* Start *
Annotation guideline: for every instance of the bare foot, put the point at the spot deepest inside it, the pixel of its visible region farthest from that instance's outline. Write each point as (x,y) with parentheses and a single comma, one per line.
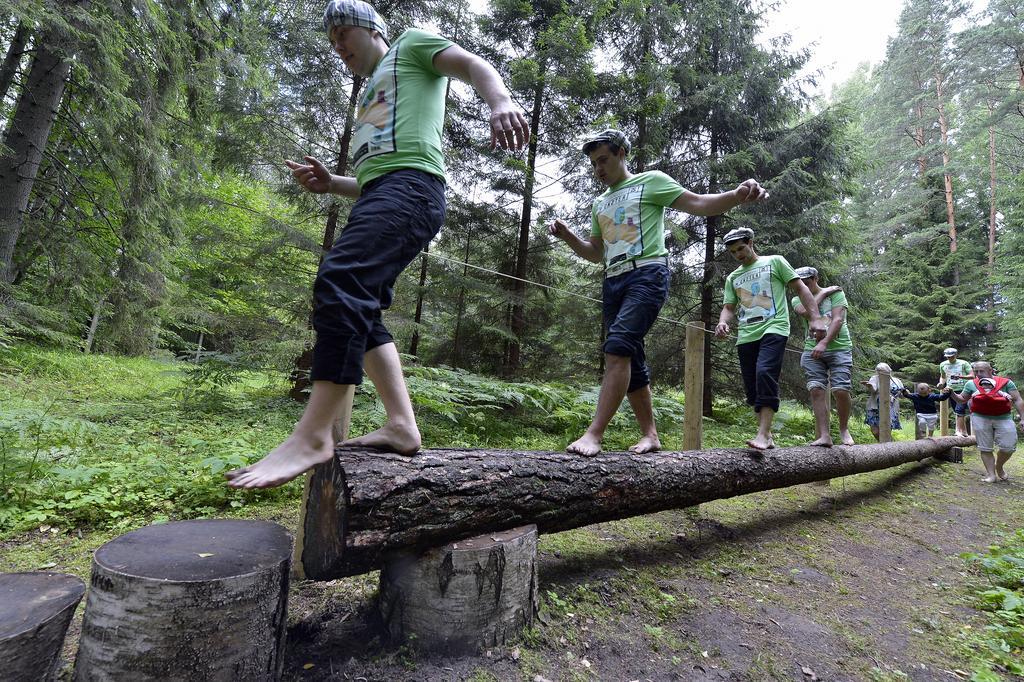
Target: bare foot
(285,462)
(390,437)
(587,445)
(646,444)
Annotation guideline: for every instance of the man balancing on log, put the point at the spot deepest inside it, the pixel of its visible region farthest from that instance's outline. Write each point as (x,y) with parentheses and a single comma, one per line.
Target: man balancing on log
(399,186)
(628,233)
(757,288)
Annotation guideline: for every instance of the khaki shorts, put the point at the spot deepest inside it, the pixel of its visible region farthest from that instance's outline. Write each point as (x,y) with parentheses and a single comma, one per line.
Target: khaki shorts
(998,432)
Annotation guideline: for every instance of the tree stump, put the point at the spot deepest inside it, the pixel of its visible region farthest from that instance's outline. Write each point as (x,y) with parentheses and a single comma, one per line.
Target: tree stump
(35,611)
(193,600)
(465,596)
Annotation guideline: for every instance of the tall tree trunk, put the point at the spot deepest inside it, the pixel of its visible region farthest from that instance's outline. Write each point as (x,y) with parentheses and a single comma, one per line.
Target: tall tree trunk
(90,336)
(990,327)
(919,133)
(26,138)
(707,295)
(456,346)
(518,322)
(947,177)
(14,52)
(414,345)
(304,363)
* End *
WHAT IS ASKED :: Using the material above, retype each entry exactly and omit the pictures.

EXERCISE ANSWER ::
Annotation guideline: for every instance of the bare foot, put the point at the spot deepest inside it, the pixel of its visible region farthest from that instance's outline. Write each point as (x,y) with parentheses and a single comma, one per line.
Target: bare foot
(285,462)
(390,437)
(587,445)
(646,444)
Annotation guideline: for every instance of the man balancing on log, put the point at the spot deepest inside it, the pixel of its visible region farthest from that instance's outline. Write each point as (x,y) with parentheses and a single comma, one per line.
Target: man balancing on log
(399,186)
(628,233)
(757,288)
Annotation guideline: for every instance of the khaki shorts, put the point at the spot deepest inside it, the pixel of its visible region farthest from that instance's outline. Write each point as (x,y) with parentheses and a single comma, one per line.
Target: khaki shorts
(998,432)
Annotation guideline: for every instance of the tree stump, put the point at the spot deepest inside it, the pixel of its visible region farthest from that instance's outline. Write each point as (x,y) with parentheses and a single comma, one per line.
Target: tree stump
(35,611)
(193,600)
(465,596)
Annotation guideline: for every instance of the tall tree trunk, put the point at the spot deepest inside it, the pixel of its visible region farthest from that instance's outline. Write each point as (x,y) with parentheses and a single comma, one per line.
Target: tall tree trunk
(90,336)
(990,327)
(919,133)
(26,138)
(707,295)
(456,346)
(518,322)
(947,177)
(14,52)
(414,345)
(304,363)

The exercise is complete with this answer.